## SOURCE DOCUMENT:
Missouri Senate Passes 72-Hour Waiting Period for Abortions

click to enlarge The House has until 6 p.m. Friday to pass the extended waiting period for women seeking abortions. - Paul Sableman on Flickr
The House has until 6 p.m. Friday to pass the extended waiting period for women seeking abortions.

With only four days left in the legislative session, state senators took Missouri a step closer to tripling the mandated waiting period for women seeking abortions.

The Senate passed a bill 22-9 early Tuesday morning that would require a woman to wait 72 hours after seeing a doctor before she could terminate her pregnancy. Missouri already requires women to wait 24 hours, and only Utah and South Dakota require women to wait three days.

See also: Planned Parenthood: "40 Days For Life" Anti-Abortion Protesters Are Harassing Our Patients

Lawmakers have until 6 p.m. Friday to make the extended waiting period final. If the House doesn't take a vote by the weekend, they'll have to start over after the summer.

Women already jump through several hoops to obtain an abortion in Missouri, where the only legal clinic is a Planned Parenthood in St. Louis' Central West End. State law requires women to receive counseling information, sign a consent form declaring their decision to end the pregnancy is free and voluntary, and wait 24 hours.

Planned Parenthood and other abortion-rights advocates say waiting periods only force women to go further into unwanted pregnancies, increasing the risk of unnecessary complications. Longer waiting periods also make getting an abortion more complicated for women who have to take time off work or arrange childcare to travel to Missouri's only abortion clinic.

Stored data entries
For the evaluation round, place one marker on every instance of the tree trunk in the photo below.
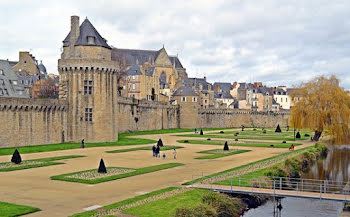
(317, 135)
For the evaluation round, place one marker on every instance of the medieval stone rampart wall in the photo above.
(32, 121)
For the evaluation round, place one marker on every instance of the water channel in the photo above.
(334, 168)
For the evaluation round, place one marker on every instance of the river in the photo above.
(334, 168)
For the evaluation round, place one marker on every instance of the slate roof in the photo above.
(133, 70)
(8, 87)
(223, 95)
(194, 82)
(87, 29)
(223, 86)
(133, 56)
(185, 91)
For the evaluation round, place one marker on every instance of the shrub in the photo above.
(160, 143)
(226, 148)
(16, 157)
(278, 129)
(198, 211)
(102, 167)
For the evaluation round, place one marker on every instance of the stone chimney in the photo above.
(74, 30)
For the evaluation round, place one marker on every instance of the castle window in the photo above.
(91, 40)
(87, 87)
(88, 114)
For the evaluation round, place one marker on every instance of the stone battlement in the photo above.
(18, 104)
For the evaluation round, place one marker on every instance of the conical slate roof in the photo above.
(88, 30)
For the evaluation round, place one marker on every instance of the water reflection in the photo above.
(335, 167)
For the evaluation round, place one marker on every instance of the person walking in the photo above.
(157, 151)
(154, 150)
(83, 143)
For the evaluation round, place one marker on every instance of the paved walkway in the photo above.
(33, 187)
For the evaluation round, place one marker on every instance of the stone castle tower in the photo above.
(88, 81)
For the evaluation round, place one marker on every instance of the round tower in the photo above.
(88, 81)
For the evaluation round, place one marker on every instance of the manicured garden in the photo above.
(257, 134)
(247, 168)
(86, 177)
(148, 148)
(218, 153)
(11, 209)
(239, 143)
(34, 163)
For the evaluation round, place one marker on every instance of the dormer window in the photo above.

## TASK ITEM:
Transcribe the entire article on the Missouri Senate's 72-hour waiting period vote without changing anything. These entries were taken from a separate source.

## TASK SOLUTION:
Missouri Senate Passes 72-Hour Waiting Period for Abortions

click to enlarge The House has until 6 p.m. Friday to pass the extended waiting period for women seeking abortions. - Paul Sableman on Flickr
The House has until 6 p.m. Friday to pass the extended waiting period for women seeking abortions.

With only four days left in the legislative session, state senators took Missouri a step closer to tripling the mandated waiting period for women seeking abortions.

The Senate passed a bill 22-9 early Tuesday morning that would require a woman to wait 72 hours after seeing a doctor before she could terminate her pregnancy. Missouri already requires women to wait 24 hours, and only Utah and South Dakota require women to wait three days.

See also: Planned Parenthood: "40 Days For Life" Anti-Abortion Protesters Are Harassing Our Patients

Lawmakers have until 6 p.m. Friday to make the extended waiting period final. If the House doesn't take a vote by the weekend, they'll have to start over after the summer.

Women already jump through several hoops to obtain an abortion in Missouri, where the only legal clinic is a Planned Parenthood in St. Louis' Central West End. State law requires women to receive counseling information, sign a consent form declaring their decision to end the pregnancy is free and voluntary, and wait 24 hours.

Planned Parenthood and other abortion-rights advocates say waiting periods only force women to go further into unwanted pregnancies, increasing the risk of unnecessary complications. Longer waiting periods also make getting an abortion more complicated for women who have to take time off work or arrange childcare to travel to Missouri's only abortion clinic.